Job 1: In the clustering excerpt, what kind of hierarchical clustering tree does the algorithm create?

Document segment:
———

Lemmas 5 and 6 are sufficient to prove Theorem 1. Our algorithm achieves an approximation for revenue efficiently in the MPC model. In addition, the algorithm creates a desirably near-balanced hierarchical clustering tree.

We now prove the approximation bound tightness for Matching Affinity Clustering when $|V|=2^{N}$ . Recently, Charikar et al. (2019) proved by counterexample that Average Linkage achieves at best a $(1/3+o(1))$ -approximation on certain graphs. We find that Matching Affinity Clustering acts the same as Average Linkage on these graphs, and so has at best a $(1/3+o(1))$ -approximation.

Theorem 5.

There is a graph $G$ on which Matching Affinity Clustering achieves no better than a $(1/3+o(1))$ -approximation of the optimal revenue.

4.3 Value approximation

Now we consider Matching Affinity Clustering when edge weights represent distances instead of similarities. In this context, instead of running a $k$ -sized maximum matching and then iterative general maximum matchings, we run a $k$ -sized minimum matching and then iterative general minimum perfect matchings. Therefore, this algorithm is dependent on the existence of a $k$ -sized minimum matching algorithm in MPC. Due to its similarity to other classical problems with $1+\epsilon$ solutions in MPC (Ghaffari et al., 2018; Behnezhad et al., 2019), we conjecture:

Conjecture 1.

There exists an MPC algorithm that achieves a $(1+\epsilon)$ -approximation for minimum weight $k$ -sized matching whp that uses $\widetilde{O}(n)$ machine space.

Given such an algorithm, we can show that Matching Affinity Clustering approximates value.

Theorem 6.

———

[Object location annotation listing]
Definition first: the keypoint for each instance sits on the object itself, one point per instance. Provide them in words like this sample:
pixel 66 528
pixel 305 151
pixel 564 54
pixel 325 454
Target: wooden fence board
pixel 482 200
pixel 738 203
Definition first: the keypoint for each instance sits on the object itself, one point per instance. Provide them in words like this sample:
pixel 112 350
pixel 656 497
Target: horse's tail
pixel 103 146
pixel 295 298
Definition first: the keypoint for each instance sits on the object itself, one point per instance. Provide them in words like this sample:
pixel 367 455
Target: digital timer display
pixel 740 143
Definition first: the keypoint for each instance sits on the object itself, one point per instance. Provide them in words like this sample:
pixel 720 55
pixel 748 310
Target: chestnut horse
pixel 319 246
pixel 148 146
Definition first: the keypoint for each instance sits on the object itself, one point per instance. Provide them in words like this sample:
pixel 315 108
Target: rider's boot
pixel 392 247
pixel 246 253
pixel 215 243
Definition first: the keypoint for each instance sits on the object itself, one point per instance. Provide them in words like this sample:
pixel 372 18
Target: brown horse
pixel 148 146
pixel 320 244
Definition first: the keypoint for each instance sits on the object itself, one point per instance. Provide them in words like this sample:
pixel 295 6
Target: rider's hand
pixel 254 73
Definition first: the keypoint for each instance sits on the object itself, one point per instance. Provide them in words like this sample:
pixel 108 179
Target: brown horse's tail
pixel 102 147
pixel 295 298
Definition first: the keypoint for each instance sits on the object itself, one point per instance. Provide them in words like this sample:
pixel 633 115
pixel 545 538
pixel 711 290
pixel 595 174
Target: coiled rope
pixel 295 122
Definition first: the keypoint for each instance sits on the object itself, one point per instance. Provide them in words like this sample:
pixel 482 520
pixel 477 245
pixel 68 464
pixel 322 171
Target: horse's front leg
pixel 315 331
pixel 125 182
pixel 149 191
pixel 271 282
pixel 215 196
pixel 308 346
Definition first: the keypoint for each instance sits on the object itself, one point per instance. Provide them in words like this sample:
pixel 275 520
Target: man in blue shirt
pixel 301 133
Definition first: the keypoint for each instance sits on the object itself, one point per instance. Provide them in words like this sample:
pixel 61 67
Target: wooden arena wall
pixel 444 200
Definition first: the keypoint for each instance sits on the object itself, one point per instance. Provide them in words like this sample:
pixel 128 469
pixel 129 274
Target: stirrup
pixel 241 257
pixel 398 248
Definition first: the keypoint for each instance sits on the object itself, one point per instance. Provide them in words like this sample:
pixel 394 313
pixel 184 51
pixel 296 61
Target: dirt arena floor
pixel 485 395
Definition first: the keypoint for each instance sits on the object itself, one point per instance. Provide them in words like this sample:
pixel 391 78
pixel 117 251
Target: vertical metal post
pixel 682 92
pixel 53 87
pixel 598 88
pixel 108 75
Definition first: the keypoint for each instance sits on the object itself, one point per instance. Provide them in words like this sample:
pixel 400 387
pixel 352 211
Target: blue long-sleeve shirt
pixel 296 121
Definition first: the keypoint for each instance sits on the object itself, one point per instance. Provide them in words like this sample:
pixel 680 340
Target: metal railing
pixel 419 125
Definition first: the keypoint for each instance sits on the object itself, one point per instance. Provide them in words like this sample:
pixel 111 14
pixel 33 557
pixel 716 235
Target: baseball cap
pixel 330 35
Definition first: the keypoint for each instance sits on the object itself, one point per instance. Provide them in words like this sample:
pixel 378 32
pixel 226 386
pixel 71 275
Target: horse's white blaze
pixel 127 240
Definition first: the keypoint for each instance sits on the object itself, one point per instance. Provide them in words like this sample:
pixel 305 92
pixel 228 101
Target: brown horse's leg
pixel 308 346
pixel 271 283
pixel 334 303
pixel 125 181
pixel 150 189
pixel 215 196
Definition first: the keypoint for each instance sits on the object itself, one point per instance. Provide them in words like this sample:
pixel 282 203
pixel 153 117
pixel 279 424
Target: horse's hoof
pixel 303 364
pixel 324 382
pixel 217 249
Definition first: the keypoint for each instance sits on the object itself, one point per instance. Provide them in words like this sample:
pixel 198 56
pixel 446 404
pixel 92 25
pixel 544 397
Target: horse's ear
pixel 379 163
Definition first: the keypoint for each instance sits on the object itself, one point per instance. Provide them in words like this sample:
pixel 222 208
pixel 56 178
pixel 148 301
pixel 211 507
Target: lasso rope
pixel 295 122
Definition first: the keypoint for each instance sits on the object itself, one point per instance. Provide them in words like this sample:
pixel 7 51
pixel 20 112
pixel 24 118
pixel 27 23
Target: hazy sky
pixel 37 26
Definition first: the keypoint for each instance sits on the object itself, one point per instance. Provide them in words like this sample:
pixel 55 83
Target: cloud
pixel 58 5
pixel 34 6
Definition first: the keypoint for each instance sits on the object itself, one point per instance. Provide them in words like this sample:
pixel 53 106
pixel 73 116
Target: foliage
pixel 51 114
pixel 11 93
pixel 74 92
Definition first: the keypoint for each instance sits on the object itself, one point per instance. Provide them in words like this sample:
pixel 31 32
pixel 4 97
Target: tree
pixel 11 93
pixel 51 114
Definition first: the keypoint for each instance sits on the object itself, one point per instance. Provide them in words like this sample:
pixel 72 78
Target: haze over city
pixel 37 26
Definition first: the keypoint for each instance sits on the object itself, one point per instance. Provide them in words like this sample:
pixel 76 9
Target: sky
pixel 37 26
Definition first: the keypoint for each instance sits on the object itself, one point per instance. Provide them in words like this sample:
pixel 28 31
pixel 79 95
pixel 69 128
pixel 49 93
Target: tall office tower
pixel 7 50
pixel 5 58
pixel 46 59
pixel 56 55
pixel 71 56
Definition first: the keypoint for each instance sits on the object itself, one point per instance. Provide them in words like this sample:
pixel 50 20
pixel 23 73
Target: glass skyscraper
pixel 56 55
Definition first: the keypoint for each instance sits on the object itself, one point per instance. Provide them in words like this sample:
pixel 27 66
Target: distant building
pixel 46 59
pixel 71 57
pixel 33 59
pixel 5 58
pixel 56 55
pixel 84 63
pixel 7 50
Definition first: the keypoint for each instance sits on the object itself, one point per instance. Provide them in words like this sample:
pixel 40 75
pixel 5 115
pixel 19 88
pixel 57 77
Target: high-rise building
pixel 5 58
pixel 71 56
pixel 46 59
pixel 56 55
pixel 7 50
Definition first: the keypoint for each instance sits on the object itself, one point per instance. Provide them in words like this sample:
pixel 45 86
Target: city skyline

———

Job 2: Convert the listing into a JSON list of strings, one string per line and no blank lines. Begin at the first line of the listing and stop after the line that has "pixel 320 244".

Full response 1: A near-balanced hierarchical clustering tree.

Full response 2:
[
  "Definition first: the keypoint for each instance sits on the object itself, one point per instance. Provide them in words like this sample:",
  "pixel 66 528",
  "pixel 305 151",
  "pixel 564 54",
  "pixel 325 454",
  "Target: wooden fence board",
  "pixel 482 200",
  "pixel 738 203",
  "Definition first: the keypoint for each instance sits on the object itself, one point per instance. Provide them in words like this sample:",
  "pixel 112 350",
  "pixel 656 497",
  "Target: horse's tail",
  "pixel 103 146",
  "pixel 295 298",
  "Definition first: the keypoint for each instance sits on the object itself, one point per instance. Provide them in words like this sample:",
  "pixel 367 455",
  "Target: digital timer display",
  "pixel 740 143",
  "Definition first: the keypoint for each instance sits on the object itself, one point per instance. Provide them in words like this sample:",
  "pixel 720 55",
  "pixel 748 310",
  "Target: chestnut horse",
  "pixel 319 246",
  "pixel 148 146",
  "Definition first: the keypoint for each instance sits on the object itself, one point per instance. Provide them in words like this sample:",
  "pixel 315 108",
  "Target: rider's boot",
  "pixel 392 247",
  "pixel 246 253",
  "pixel 215 243",
  "Definition first: the keypoint for each instance sits on the object itself, one point per instance. Provide them in words like this sample:",
  "pixel 372 18",
  "Target: brown horse",
  "pixel 148 146",
  "pixel 320 244"
]